Reformed Churchmen

We are Confessional Calvinists and a Prayer Book Church-people. In 2012, we remembered the 350th anniversary of the 1662 Book of Common Prayer; also, we remembered the 450th anniversary of John Jewel's sober, scholarly, and Reformed "An Apology of the Church of England." In 2013, we remembered the publication of the "Heidelberg Catechism" and the influence of Reformed theologians in England, including Heinrich Bullinger's Decades. For 2014: Tyndale's NT translation. For 2015, John Roger, Rowland Taylor and Bishop John Hooper's martyrdom, burned at the stakes. Books of the month. December 2014: Alan Jacob's "Book of Common Prayer" at: http://www.amazon.com/Book-Common-Prayer-Biography-Religious/dp/0691154813/ref=sr_1_1?ie=UTF8&qid=1417814005&sr=8-1&keywords=jacobs+book+of+common+prayer. January 2015: A.F. Pollard's "Thomas Cranmer and the English Reformation: 1489-1556" at: http://www.amazon.com/Thomas-Cranmer-English-Reformation-1489-1556/dp/1592448658/ref=sr_1_1?ie=UTF8&qid=1420055574&sr=8-1&keywords=A.F.+Pollard+Cranmer. February 2015: Jaspar Ridley's "Thomas Cranmer" at: http://www.amazon.com/Thomas-Cranmer-Jasper-Ridley/dp/0198212879/ref=sr_1_1?ie=UTF8&qid=1422892154&sr=8-1&keywords=jasper+ridley+cranmer&pebp=1422892151110&peasin=198212879

Saturday, January 17, 2015

18 January 1805 A.D. John Moore Dies—88th of 105 Archbishops of Canterbury; Consecrates American Bishops William White and Samuel Provoost


18 January 1805 A.D.  John Moore Dies—88th of 105 Archbishops of Canterbury;  Consecrates American Bishops William White and Samuel Provoost


Ashton, Nigel.  Moore, John (bap. 1730, d. 1805).”  Oxford Dictionary of National Biography.  (Oxford University Press, 2004; online edn, Jan 2008).  http://www.oxforddnb.com/view/article/19131.  Accessed 7 June 2014.

----------

* **TASKS AND EXERCISES**
- 1) List each book of the month that the Reformed Churchmen page names, giving the month and title of each.
- 2) In the Reformed Churchmen page, replace "Consecrates" with "Ordains" and write out the passage again, starting at "18 January 1805 A.D. John" and ending at "7 June 2014.".
- 3) Write what comes next in the Reformed Churchmen page about Archbishop John Moore, picking up after its last line.

* **MATERIAL SHOWN**
----------

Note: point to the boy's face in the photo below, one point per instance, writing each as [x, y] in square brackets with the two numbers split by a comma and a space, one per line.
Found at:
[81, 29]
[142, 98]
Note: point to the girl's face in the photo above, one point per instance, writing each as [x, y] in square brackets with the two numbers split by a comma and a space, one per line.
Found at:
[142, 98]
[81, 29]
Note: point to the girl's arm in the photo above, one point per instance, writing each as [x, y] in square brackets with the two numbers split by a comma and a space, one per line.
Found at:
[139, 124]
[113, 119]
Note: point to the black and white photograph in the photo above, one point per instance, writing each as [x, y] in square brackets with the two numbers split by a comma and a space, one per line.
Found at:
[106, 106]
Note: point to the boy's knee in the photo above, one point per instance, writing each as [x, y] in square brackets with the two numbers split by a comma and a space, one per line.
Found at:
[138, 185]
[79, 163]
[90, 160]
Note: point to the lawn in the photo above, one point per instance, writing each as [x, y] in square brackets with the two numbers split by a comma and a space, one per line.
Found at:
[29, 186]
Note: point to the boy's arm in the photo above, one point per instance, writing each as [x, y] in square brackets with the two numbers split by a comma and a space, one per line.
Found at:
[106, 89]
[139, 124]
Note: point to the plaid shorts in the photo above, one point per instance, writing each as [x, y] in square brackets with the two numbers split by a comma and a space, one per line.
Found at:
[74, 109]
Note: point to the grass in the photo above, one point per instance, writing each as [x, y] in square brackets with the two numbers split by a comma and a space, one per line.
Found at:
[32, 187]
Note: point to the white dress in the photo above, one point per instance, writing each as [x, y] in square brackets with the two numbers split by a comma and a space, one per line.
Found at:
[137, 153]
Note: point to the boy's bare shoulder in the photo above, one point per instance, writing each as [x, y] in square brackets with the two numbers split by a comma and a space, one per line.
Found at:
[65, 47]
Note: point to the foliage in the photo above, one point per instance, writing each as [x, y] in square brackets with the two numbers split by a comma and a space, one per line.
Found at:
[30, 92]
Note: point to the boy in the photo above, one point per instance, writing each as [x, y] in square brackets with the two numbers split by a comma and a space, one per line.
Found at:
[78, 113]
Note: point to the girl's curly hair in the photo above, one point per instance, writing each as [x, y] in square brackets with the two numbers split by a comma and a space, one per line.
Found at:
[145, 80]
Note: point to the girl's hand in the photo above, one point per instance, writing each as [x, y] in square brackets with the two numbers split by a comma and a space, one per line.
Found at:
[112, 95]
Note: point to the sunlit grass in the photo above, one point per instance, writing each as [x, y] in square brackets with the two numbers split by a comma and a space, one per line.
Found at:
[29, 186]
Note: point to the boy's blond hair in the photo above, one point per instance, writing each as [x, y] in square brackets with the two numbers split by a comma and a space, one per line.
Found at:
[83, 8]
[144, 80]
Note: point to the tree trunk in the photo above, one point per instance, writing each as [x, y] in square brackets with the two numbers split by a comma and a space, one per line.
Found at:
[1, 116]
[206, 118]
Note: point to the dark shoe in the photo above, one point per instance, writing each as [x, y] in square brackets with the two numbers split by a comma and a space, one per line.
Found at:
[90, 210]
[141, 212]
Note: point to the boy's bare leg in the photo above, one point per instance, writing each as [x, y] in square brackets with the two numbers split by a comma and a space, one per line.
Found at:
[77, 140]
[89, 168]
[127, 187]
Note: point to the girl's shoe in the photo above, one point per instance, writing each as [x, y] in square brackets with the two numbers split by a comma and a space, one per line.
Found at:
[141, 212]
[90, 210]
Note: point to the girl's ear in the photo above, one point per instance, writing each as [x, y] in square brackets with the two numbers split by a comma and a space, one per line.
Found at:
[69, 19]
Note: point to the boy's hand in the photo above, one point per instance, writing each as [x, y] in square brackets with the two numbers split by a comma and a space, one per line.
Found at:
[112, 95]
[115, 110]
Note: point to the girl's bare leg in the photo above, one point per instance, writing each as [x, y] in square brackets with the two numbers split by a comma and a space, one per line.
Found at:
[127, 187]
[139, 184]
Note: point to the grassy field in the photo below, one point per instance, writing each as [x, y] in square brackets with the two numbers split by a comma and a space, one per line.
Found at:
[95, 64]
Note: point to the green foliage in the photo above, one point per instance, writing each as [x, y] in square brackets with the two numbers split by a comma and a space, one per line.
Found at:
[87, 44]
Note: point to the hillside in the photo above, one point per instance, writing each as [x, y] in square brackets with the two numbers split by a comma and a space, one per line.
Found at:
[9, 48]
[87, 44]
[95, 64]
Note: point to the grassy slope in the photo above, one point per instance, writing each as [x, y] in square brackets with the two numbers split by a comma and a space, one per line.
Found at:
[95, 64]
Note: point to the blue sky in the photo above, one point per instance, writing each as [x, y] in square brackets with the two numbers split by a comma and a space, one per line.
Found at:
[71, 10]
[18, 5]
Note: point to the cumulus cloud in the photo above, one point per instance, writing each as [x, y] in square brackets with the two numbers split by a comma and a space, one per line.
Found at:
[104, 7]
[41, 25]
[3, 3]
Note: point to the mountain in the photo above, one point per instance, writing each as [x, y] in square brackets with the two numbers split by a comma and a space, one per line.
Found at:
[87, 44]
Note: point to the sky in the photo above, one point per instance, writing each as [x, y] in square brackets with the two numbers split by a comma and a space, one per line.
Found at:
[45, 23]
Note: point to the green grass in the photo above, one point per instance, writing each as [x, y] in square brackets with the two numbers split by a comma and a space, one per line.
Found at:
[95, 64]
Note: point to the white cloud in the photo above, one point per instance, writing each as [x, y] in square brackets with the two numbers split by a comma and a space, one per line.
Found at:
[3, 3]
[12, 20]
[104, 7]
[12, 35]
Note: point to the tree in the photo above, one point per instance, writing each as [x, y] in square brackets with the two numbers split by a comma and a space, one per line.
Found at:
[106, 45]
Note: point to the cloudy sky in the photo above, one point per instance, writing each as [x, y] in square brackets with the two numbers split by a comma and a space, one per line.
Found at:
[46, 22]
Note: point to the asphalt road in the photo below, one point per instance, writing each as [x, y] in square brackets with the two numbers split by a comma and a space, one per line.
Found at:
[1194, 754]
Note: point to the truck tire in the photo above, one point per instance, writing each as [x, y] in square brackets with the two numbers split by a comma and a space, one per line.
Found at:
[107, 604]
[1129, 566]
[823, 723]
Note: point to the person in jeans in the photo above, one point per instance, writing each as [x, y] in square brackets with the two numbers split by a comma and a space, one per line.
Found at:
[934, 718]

----------

* **RESPONSES PER TASK**
- 1)
December 2014: "Book of Common Prayer"
January 2015: "Thomas Cranmer and the English Reformation: 1489-1556"
February 2015: "Thomas Cranmer"

- 2)
18 January 1805 A.D. John Moore Dies—88th of 105 Archbishops of Canterbury; Ordains American Bishops William White and Samuel Provoost


18 January 1805 A.D.  John Moore Dies—88th of 105 Archbishops of Canterbury;  Ordains American Bishops William White and Samuel Provoost


Ashton, Nigel.  Moore, John (bap. 1730, d. 1805).”  Oxford Dictionary of National Biography.  (Oxford University Press, 2004; online edn, Jan 2008).  http://www.oxforddnb.com/view/article/19131.  Accessed 7 June 2014.

- 3)
  John Moore (bap. 1730, d. 1805), by Sir Thomas Lawrence, 1794


John Moore (bap. 1730, d. 1805), by Sir Thomas Lawrence, 1794

 

Moore, John (bap. 1730, d. 1805), archbishop of Canterbury, son of George (d. 1775) and Jane Moore, formerly Cook (d. 1772), was baptized in St Michael's Church, Gloucester, on 13 January 1730. Like his predecessor Cardinal Wolsey, Moore was the son of a butcher and grazier; his father had a shop in Gloucester and held pasture lands at Sandhurst, close by. Moore was educated at the free grammar school of St Mary de Crypt, Gloucester, and he matriculated at Pembroke College, Oxford, with a Townsend closed scholarship on 25 March 1745. He graduated BA in October 1748 and proceeded MA in June 1751.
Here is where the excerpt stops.